-------- Extracted records
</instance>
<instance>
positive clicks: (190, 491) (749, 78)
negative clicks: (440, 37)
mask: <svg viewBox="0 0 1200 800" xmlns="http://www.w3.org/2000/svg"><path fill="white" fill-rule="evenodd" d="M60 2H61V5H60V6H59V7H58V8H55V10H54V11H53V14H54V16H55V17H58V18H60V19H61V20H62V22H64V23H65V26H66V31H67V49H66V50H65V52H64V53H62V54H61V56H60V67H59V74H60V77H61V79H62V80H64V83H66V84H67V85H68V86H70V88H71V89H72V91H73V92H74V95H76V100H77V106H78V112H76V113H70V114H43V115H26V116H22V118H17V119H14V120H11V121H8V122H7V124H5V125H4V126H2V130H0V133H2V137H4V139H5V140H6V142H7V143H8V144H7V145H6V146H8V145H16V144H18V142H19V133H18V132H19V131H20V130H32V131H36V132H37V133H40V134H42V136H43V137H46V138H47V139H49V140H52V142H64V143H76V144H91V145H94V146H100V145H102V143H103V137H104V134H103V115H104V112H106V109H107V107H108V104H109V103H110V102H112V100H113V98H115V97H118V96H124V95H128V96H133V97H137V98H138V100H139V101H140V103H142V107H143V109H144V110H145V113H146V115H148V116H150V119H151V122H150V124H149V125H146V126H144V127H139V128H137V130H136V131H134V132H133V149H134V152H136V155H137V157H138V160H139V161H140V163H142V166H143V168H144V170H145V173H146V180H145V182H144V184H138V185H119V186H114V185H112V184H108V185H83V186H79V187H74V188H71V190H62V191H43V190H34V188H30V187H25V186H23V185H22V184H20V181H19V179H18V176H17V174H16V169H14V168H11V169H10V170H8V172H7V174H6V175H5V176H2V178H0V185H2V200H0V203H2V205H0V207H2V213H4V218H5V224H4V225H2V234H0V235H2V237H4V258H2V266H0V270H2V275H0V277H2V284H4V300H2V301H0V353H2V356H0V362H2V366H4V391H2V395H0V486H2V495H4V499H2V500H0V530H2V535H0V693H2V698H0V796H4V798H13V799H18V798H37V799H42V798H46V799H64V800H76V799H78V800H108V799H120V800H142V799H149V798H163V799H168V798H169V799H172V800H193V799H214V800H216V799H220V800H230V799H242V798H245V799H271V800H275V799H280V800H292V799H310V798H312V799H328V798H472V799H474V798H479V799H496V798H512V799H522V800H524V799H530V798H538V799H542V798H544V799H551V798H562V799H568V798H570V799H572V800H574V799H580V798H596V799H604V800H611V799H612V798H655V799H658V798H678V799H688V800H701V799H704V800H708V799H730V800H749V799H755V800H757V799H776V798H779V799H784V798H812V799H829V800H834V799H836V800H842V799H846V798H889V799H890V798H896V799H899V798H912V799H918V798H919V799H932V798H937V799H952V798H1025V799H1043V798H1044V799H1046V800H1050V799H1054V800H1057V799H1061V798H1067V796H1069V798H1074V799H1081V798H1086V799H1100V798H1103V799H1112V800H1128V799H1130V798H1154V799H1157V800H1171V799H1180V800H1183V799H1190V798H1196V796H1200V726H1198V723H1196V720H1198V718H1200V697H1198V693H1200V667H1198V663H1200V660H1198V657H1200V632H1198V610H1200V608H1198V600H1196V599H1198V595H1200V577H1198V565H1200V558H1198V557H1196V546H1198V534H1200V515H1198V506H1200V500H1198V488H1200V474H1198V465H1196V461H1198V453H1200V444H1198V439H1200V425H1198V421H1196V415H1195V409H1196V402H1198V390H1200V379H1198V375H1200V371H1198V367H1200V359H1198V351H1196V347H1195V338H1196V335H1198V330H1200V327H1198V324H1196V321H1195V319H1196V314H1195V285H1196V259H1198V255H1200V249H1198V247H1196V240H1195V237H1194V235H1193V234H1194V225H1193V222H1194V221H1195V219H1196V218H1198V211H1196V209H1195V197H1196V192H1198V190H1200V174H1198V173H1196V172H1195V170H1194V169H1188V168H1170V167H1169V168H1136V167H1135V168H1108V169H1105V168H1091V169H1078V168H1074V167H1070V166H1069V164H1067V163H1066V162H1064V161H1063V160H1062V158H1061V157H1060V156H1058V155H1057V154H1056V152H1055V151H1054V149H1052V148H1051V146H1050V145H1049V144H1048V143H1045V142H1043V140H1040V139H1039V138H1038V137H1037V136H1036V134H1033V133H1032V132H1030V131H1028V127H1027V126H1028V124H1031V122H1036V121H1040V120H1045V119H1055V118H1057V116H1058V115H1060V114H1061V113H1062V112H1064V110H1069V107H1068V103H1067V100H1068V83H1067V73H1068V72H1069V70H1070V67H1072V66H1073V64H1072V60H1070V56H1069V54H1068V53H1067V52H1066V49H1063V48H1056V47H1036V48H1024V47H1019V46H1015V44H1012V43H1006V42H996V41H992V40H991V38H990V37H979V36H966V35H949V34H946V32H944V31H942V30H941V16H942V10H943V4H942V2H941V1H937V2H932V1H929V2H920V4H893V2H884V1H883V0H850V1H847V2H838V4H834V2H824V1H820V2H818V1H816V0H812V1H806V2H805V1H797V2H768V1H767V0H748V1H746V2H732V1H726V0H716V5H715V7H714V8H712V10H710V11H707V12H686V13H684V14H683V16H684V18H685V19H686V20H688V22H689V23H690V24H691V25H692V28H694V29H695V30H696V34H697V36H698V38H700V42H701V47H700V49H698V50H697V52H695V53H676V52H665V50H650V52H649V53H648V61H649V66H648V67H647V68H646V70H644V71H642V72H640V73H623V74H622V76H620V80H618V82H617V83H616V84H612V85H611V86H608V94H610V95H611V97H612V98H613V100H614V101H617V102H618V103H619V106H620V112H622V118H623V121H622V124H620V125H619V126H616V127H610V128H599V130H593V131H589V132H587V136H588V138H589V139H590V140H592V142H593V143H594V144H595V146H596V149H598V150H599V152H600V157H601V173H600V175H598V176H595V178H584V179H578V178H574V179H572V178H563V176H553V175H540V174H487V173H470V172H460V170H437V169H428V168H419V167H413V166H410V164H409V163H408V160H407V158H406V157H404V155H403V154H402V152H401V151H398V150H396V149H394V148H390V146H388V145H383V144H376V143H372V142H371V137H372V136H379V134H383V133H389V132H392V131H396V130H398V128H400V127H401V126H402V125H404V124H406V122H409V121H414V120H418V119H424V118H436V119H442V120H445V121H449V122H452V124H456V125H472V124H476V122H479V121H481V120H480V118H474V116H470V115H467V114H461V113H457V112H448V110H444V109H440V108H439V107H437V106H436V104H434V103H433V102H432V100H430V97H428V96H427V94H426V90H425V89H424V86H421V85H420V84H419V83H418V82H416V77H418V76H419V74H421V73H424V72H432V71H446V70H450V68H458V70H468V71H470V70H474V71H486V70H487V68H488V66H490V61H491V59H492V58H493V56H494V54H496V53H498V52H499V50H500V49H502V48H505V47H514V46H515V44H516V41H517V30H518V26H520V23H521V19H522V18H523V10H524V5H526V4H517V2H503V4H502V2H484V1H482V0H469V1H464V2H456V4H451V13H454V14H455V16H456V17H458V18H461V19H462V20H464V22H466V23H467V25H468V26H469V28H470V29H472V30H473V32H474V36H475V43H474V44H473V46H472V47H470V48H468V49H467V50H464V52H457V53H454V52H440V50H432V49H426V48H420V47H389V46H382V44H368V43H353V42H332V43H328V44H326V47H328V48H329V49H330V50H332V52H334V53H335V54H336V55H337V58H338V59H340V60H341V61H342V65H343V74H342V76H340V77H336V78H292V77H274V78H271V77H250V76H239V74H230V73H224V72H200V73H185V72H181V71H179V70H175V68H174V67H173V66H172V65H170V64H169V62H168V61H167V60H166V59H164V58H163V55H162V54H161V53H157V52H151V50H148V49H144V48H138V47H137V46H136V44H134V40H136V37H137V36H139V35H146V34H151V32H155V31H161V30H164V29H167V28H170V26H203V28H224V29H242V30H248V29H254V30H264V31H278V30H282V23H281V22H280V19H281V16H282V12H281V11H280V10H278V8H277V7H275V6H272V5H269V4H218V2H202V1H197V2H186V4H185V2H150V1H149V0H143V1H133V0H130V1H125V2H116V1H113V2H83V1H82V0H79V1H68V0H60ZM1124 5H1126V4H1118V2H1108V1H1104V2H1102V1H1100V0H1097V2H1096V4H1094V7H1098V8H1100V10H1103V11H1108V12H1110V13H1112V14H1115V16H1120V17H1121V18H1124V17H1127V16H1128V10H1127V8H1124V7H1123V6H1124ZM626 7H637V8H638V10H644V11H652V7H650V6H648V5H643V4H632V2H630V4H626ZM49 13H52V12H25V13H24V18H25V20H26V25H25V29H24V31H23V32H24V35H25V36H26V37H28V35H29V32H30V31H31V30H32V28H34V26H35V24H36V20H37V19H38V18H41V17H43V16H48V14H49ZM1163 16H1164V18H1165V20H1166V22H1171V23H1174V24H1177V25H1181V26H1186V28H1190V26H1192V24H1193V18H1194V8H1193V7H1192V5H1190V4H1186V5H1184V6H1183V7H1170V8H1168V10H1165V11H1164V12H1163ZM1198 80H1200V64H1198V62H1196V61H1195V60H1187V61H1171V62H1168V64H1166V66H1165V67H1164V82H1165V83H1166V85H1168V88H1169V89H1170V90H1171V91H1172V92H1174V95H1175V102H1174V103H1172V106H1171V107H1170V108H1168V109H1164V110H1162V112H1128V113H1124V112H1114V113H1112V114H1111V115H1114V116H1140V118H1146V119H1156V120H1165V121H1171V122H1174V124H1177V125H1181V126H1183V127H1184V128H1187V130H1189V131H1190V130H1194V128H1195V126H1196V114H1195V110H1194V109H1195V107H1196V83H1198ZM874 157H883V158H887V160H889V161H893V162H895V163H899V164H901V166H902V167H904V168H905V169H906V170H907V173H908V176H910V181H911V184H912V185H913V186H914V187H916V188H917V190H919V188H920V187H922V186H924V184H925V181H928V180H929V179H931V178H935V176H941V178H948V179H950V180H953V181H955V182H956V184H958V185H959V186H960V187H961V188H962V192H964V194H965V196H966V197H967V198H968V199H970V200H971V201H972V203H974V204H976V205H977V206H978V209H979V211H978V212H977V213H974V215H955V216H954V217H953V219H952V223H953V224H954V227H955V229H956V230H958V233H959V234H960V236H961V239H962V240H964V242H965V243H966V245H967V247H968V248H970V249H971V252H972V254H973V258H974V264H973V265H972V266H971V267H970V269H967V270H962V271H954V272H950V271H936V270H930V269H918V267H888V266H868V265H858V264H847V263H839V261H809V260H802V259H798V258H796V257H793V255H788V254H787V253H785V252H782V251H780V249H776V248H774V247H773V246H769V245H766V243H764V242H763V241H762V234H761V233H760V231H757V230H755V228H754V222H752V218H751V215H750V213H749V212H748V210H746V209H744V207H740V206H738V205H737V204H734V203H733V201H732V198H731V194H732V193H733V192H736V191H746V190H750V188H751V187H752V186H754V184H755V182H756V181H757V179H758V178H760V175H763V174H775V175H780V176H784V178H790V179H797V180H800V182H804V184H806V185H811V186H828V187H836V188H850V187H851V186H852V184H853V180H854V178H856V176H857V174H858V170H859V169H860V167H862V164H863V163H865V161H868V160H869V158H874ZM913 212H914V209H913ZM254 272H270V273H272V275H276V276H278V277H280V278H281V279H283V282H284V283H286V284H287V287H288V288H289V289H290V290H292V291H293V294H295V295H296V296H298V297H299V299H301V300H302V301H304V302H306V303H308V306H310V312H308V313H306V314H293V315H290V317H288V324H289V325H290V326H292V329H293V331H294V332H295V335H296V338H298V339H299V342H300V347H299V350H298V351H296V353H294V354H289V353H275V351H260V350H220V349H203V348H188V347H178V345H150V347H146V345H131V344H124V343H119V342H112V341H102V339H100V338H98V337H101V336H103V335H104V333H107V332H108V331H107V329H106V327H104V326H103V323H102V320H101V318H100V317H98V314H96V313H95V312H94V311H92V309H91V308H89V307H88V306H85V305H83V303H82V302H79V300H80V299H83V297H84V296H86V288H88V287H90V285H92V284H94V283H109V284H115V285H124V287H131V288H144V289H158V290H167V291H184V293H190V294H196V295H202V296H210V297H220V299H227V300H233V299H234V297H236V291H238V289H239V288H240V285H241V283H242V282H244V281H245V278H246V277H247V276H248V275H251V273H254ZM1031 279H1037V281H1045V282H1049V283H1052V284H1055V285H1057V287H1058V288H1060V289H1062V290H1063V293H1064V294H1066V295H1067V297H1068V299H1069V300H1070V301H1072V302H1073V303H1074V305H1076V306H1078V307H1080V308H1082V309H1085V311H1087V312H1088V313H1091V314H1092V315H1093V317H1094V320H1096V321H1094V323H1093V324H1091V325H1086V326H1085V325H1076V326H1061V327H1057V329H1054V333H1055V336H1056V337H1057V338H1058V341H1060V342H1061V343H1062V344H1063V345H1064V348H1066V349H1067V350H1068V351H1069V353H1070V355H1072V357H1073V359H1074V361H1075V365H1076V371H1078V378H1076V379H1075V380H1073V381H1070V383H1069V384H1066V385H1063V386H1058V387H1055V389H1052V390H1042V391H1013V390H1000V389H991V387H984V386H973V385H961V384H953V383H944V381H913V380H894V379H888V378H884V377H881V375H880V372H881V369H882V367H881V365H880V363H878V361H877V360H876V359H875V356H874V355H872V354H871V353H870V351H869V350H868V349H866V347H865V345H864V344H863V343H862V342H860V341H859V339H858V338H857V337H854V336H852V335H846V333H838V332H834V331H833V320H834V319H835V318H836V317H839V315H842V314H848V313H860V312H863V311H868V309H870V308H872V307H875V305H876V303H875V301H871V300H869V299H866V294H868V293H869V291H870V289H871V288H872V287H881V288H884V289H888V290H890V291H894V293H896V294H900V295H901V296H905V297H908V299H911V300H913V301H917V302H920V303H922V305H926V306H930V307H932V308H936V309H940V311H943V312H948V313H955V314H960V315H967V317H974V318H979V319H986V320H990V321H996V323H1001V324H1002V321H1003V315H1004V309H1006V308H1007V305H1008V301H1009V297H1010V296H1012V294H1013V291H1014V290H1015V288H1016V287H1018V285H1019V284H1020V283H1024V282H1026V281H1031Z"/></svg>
----------------
Assignment
Pull out every line of the records that contains the string "clicks", copying each such line in full. Case matters, so match only that exact capitalization.

Task output
positive clicks: (190, 491) (749, 78)
negative clicks: (440, 37)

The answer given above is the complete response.